Exercises to complete
(A) According to the column on the UVA Board of Visitors, where should new patients seeking gender-affirming care be referred?
(B) Summarize the column on the UVA Board of Visitors in two sentences.
(C) Resume the column on the UVA Board of Visitors after its final sentence, moving on to the writer's second observation.

Extracted text
REBUKE at UVA
Once I heard that the UVA Board of Visitors was scheduling an emergency meeting to consider the decision by UVA Health to resume providing gender-affirming care after a federal court had stayed the implementation of President Trump’s Executive Order, there was no doubt about the outcome.
Governor Youngkin and Attorney General Miyares had been emphatic that the stay on President Trump’s Executive Order had no bearing on their directive to VCU and UVA to cease providing gender affirming medications and surgery.
Whether their position is legally binding is an open question. But the political reality is that the Governor has appointed the vast majority of UVA Board of Visitors members and they were never going to tell him “see you in court.”
The resolution from the UVA Board of Visitors noted that “new patients seeking gender affirming care of the nature described in the Presidential Executive Order should be referred to alternate private health care providers until further notice.” The resolution did make allowance that that UVA doctors should continue “to treat current patients at the University in a manner consistent and compliant with existing law” until it was practicable to refer these individuals to a private provider.
The Board of Visitors’ resolution went beyond the discussion of gender affirming care to an extraordinary rebuke of the University’s leadership. Without mentioning either the President or the CEO of the hospital by name, the resolution directly stated that the original suspension and the subsequent reversal regarding gender affirming care took place without consultation with the Board.
The resolution also noted that the Board should be consulted in the future prior to the “consideration and announcement of any material policy change…, or the creation of any task force or other committee to formulate or evaluate any potential material changes, and the Board of Visitors may determine, in its discretion, the scope, objectives and final membership of any such group or the content of any such announcement.”
Based on the two terms I served on the Board of Visitors at VCU, I’d offer a couple of observations.
First, it is extremely surprising that there wasn’t apparent consultation with at least a subset of the Board. I do not recall it being common practice to consult with the entire Board on time-sensitive decisions, but consultation with the Executive Committee or at least discussion with the Rector (Board Chair) would have occurred on a decision of this import. From reading the resolution, it is evident that physicians providing gender affirming care at UVA Health have legitimate ethical and medical concerns about simply abandoning patients who are presently at some stage of treatment. But it appears that a process for informing the Board about these concerns was never in place.

Stored data

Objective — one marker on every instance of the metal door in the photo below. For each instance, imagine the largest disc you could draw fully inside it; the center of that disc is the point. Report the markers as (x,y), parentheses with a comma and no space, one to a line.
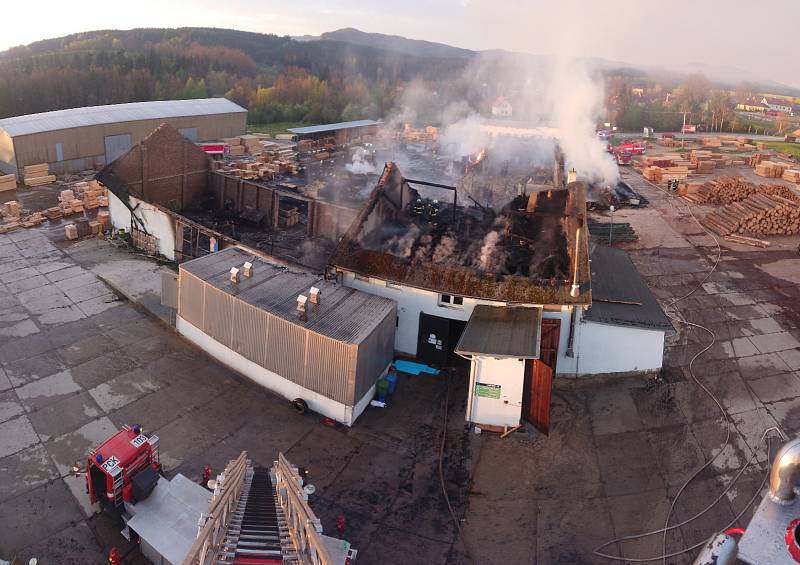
(539,373)
(189,133)
(432,342)
(116,145)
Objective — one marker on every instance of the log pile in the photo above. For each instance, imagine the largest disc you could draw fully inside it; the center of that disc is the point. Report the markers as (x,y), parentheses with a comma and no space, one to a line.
(771,169)
(758,214)
(726,190)
(8,182)
(37,175)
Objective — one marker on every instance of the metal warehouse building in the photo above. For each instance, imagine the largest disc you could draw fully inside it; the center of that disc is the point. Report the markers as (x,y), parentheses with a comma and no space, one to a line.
(85,138)
(330,356)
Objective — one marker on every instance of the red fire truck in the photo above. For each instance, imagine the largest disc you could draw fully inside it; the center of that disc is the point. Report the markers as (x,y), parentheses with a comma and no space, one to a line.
(124,468)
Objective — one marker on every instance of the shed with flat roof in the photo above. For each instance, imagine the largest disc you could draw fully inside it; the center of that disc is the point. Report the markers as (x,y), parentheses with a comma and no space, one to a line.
(330,354)
(83,138)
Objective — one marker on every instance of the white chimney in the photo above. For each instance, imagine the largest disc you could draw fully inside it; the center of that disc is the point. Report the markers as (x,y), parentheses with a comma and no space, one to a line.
(572,175)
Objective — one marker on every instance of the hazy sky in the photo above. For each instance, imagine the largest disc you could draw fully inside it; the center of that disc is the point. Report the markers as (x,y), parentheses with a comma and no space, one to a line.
(759,38)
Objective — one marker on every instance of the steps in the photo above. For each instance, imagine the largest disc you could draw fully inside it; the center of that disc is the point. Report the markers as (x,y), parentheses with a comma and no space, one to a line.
(254,536)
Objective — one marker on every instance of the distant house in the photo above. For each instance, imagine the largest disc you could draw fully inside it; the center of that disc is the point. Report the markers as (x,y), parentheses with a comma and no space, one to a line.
(778,104)
(751,105)
(501,108)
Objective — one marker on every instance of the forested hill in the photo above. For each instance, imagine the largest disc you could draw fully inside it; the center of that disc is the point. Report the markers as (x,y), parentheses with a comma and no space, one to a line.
(276,77)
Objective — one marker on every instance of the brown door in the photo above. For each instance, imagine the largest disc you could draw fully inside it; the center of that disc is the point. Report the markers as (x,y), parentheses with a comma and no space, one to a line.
(539,378)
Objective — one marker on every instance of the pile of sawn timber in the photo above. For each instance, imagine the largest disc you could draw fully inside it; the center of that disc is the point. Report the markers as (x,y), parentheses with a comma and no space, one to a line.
(726,190)
(758,214)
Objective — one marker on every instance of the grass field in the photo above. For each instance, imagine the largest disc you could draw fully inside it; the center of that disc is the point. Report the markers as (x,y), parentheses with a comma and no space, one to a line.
(784,147)
(277,127)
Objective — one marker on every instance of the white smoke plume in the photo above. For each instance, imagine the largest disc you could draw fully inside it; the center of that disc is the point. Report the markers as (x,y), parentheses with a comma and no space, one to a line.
(359,164)
(576,104)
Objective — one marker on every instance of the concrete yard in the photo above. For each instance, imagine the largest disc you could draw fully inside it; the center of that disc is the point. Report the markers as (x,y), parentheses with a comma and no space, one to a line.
(76,362)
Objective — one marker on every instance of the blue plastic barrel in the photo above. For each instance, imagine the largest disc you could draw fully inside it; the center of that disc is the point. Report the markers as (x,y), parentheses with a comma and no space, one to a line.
(392,378)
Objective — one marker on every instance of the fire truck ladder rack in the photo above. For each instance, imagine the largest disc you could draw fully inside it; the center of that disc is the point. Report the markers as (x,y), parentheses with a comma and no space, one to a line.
(259,516)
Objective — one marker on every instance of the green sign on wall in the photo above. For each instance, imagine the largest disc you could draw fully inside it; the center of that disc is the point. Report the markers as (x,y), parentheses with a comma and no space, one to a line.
(487,390)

Written answers
(A) To alternate private health care providers until further notice.

(B) At an emergency meeting, the UVA Board of Visitors, most of whose members were appointed by Governor Youngkin, adopted a resolution that new patients seeking gender-affirming care be referred to private providers, while current patients continue to be treated until such referral is practicable. The resolution also rebuked the University's leadership for suspending and then reversing gender-affirming care without consulting the Board, and it required the Board to be consulted before any future material policy change.

(C)
Second, the Board’s resolution rightfully expresses its role as the policy-making body of the University. Yet it does so in an expansive manner, noting its authority to determine not only over the decision to form a task force or committee to assess a policy change but over its very membership.
The Board may legally possess this authority, but in practice it is almost always delegated. In my time on the VCU Board, we were informed about the task forces or committees that would be evaluating policy changes or we might even have been asked to participate in a strategic planning group (I invariably declined thinking it was a conflict from the policy-making role), but it certainly was not regular practice for the Board to determine the membership of a task force or committee with the exception of a presidential search.
The University of Virginia is widely recognized as one of the nation’s leading public universities- by the faculty who want to teach there, by the students from across Virginia and around the globe who want to study there, and by the law firms, medical practices, businesses, governments and nonprofits who want to hire UVA graduates. I don’t know what will occur with the simmering tensions evident in the resolution. But it’s hard to imagine that everyone is not better off if these are resolved before they are exploited and explode.